WHAT YOU SHOULD DO ▸ Copy the listing below word for word, leaving out the pictures.
==*==
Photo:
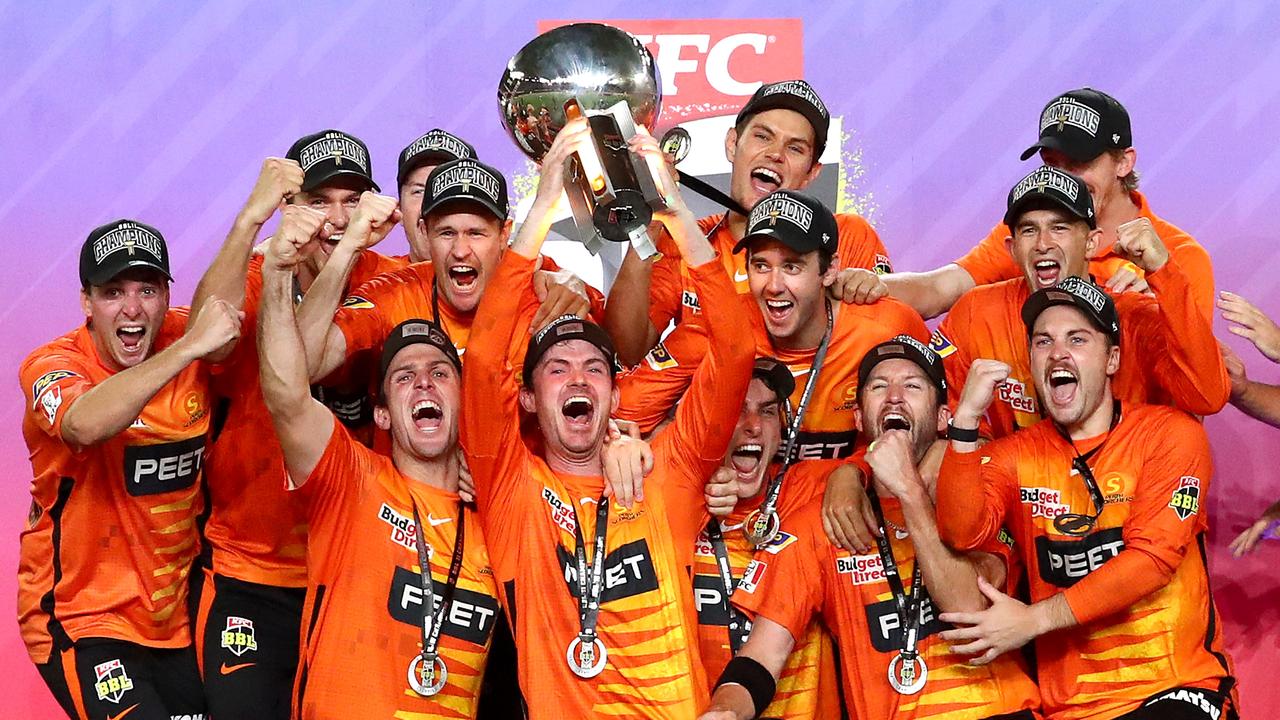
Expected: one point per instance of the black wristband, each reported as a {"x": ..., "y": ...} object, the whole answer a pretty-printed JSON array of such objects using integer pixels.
[
  {"x": 961, "y": 434},
  {"x": 752, "y": 675}
]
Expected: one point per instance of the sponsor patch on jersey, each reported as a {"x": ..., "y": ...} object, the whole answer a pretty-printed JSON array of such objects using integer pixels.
[
  {"x": 1014, "y": 392},
  {"x": 240, "y": 637},
  {"x": 470, "y": 618},
  {"x": 167, "y": 466},
  {"x": 862, "y": 569},
  {"x": 357, "y": 302},
  {"x": 50, "y": 401},
  {"x": 110, "y": 680},
  {"x": 629, "y": 572},
  {"x": 689, "y": 299},
  {"x": 403, "y": 529},
  {"x": 752, "y": 575},
  {"x": 659, "y": 359},
  {"x": 940, "y": 343},
  {"x": 1043, "y": 502},
  {"x": 562, "y": 513},
  {"x": 778, "y": 542},
  {"x": 45, "y": 381},
  {"x": 1065, "y": 563},
  {"x": 1185, "y": 500}
]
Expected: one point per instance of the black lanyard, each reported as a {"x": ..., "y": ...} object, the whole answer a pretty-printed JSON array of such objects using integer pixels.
[
  {"x": 590, "y": 579},
  {"x": 762, "y": 525},
  {"x": 434, "y": 619},
  {"x": 1077, "y": 523},
  {"x": 739, "y": 627},
  {"x": 908, "y": 609}
]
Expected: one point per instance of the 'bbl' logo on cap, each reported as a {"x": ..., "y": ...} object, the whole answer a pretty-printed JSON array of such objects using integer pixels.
[
  {"x": 333, "y": 146},
  {"x": 1070, "y": 112},
  {"x": 466, "y": 174},
  {"x": 128, "y": 237},
  {"x": 781, "y": 206},
  {"x": 801, "y": 90}
]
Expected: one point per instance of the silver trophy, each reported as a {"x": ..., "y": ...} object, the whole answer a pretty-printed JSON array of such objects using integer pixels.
[{"x": 607, "y": 74}]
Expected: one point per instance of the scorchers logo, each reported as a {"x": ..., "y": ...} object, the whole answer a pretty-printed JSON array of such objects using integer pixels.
[{"x": 711, "y": 67}]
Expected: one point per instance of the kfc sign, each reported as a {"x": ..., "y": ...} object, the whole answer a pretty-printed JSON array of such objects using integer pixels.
[{"x": 711, "y": 67}]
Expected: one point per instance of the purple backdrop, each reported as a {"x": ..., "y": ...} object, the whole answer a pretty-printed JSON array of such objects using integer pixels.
[{"x": 137, "y": 109}]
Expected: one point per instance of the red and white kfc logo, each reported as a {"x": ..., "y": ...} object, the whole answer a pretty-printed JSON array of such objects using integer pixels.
[{"x": 711, "y": 67}]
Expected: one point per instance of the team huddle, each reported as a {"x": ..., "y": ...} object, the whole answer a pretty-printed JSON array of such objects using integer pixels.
[{"x": 746, "y": 483}]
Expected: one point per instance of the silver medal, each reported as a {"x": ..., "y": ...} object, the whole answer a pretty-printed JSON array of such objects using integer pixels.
[
  {"x": 586, "y": 659},
  {"x": 908, "y": 674},
  {"x": 426, "y": 679},
  {"x": 760, "y": 528}
]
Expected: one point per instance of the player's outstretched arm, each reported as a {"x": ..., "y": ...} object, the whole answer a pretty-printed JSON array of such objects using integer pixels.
[
  {"x": 110, "y": 406},
  {"x": 324, "y": 342},
  {"x": 302, "y": 424}
]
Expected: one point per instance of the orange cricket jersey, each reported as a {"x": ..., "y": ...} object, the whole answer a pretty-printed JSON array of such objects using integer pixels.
[
  {"x": 809, "y": 577},
  {"x": 671, "y": 292},
  {"x": 1137, "y": 582},
  {"x": 1168, "y": 352},
  {"x": 808, "y": 686},
  {"x": 112, "y": 531},
  {"x": 990, "y": 260},
  {"x": 647, "y": 620},
  {"x": 257, "y": 529},
  {"x": 656, "y": 384},
  {"x": 362, "y": 611}
]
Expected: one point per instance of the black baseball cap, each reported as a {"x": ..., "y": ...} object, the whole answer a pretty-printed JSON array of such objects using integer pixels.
[
  {"x": 466, "y": 180},
  {"x": 1080, "y": 294},
  {"x": 776, "y": 374},
  {"x": 909, "y": 349},
  {"x": 1082, "y": 124},
  {"x": 119, "y": 246},
  {"x": 332, "y": 154},
  {"x": 412, "y": 332},
  {"x": 794, "y": 95},
  {"x": 792, "y": 218},
  {"x": 565, "y": 328},
  {"x": 435, "y": 146},
  {"x": 1050, "y": 186}
]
==*==
RESULT OF THE TASK ▸
Photo:
Expected: one point per instance of the black wristband, each reported as a {"x": ..., "y": ...} object, the whole answer a pretty-printed JSON array of such objects using integer pixels.
[
  {"x": 961, "y": 434},
  {"x": 752, "y": 675}
]
Expected: one point per instance of the sponsor patch on jersey, each reported as a {"x": ..., "y": ...} object, the whole answer a pretty-printed JSON array of such objects using integer pixels.
[
  {"x": 1014, "y": 392},
  {"x": 240, "y": 637},
  {"x": 470, "y": 618},
  {"x": 167, "y": 466},
  {"x": 862, "y": 569},
  {"x": 357, "y": 302},
  {"x": 50, "y": 401},
  {"x": 110, "y": 680},
  {"x": 629, "y": 572},
  {"x": 689, "y": 299},
  {"x": 403, "y": 529},
  {"x": 752, "y": 575},
  {"x": 659, "y": 359},
  {"x": 940, "y": 343},
  {"x": 1043, "y": 502},
  {"x": 562, "y": 513},
  {"x": 778, "y": 542},
  {"x": 45, "y": 381},
  {"x": 1065, "y": 563},
  {"x": 1185, "y": 500}
]
Expected: one point per instance of the black lanyard, each reported as a {"x": ..., "y": ...} object, the whole answer a pretty-printed JSON array of such objects using integer pixels.
[
  {"x": 590, "y": 579},
  {"x": 762, "y": 525},
  {"x": 434, "y": 619},
  {"x": 1077, "y": 523},
  {"x": 739, "y": 627},
  {"x": 908, "y": 609}
]
Expected: one point per instance of the 'bbl' logo on cap, each reported as a {"x": ..., "y": ...} object, the whole answer a pretty-printed JSON array of such objects using integer pixels.
[
  {"x": 333, "y": 146},
  {"x": 1070, "y": 112},
  {"x": 466, "y": 174},
  {"x": 128, "y": 237},
  {"x": 781, "y": 206},
  {"x": 801, "y": 90}
]
Expected: one point per instance of the silver trophy, each reported as a {"x": ..., "y": ...} object, the whole answer a pretty-printed JSON array of such objects using integer pixels.
[{"x": 607, "y": 74}]
Expected: one point per instance of the scorchers logo, each reported as a {"x": ..., "y": ...} object, the whole answer a pretty-printed JSON array of such objects using integer pixels.
[{"x": 711, "y": 67}]
Expected: one point per instance of the kfc sign, each reported as a {"x": ..., "y": ...} object, the whole answer a pretty-printed JSON array of such objects using integer pixels.
[{"x": 711, "y": 67}]
Expected: one point per instance of the purple backdrop, each reported as a {"x": ..., "y": ...} object, the whole answer a pretty-printed JSON array of such objects using integer pixels.
[{"x": 137, "y": 109}]
Expected: one point per instance of the red and white kfc logo, each reported as a {"x": ..., "y": ...} object, the whole answer a pretty-printed JSON array of such objects using integer pixels.
[{"x": 711, "y": 67}]
Expected: one point per instance of the team huddle, each reported as a {"x": ..., "y": ...} object, the whole answer a pretty-printed JSON array of such objects using integer pixels.
[{"x": 746, "y": 483}]
Expected: one point per instance of the silver medal, each reported as a {"x": ..., "y": ...} object, the whole answer a pretty-printed JSON array of such objects using integer pixels.
[
  {"x": 586, "y": 659},
  {"x": 908, "y": 674},
  {"x": 426, "y": 679},
  {"x": 760, "y": 528}
]
Expected: one point per instance of the player's outstretched arm, each reported as a {"x": ..., "y": ...} object, the whole answer a pretty-printed JSON array of such objects using integer pixels.
[
  {"x": 110, "y": 406},
  {"x": 324, "y": 342},
  {"x": 302, "y": 424}
]
Expected: one point per instance of the orange cricket jersey, each reported as a {"x": ..., "y": ...} object, the whole answer a pretty-printed JSON array of such objects using integer pixels.
[
  {"x": 809, "y": 577},
  {"x": 671, "y": 292},
  {"x": 1137, "y": 582},
  {"x": 1168, "y": 352},
  {"x": 808, "y": 686},
  {"x": 112, "y": 531},
  {"x": 990, "y": 260},
  {"x": 647, "y": 620},
  {"x": 257, "y": 529},
  {"x": 656, "y": 384},
  {"x": 362, "y": 611}
]
Expected: one point per instance of the black baseball cap, each reported as a {"x": ..., "y": ...} object, the whole answer a pretty-printed JSON array of such objects using integer pixels.
[
  {"x": 466, "y": 180},
  {"x": 1080, "y": 294},
  {"x": 776, "y": 374},
  {"x": 909, "y": 349},
  {"x": 1082, "y": 124},
  {"x": 119, "y": 246},
  {"x": 332, "y": 154},
  {"x": 412, "y": 332},
  {"x": 794, "y": 95},
  {"x": 792, "y": 218},
  {"x": 565, "y": 328},
  {"x": 435, "y": 146},
  {"x": 1050, "y": 186}
]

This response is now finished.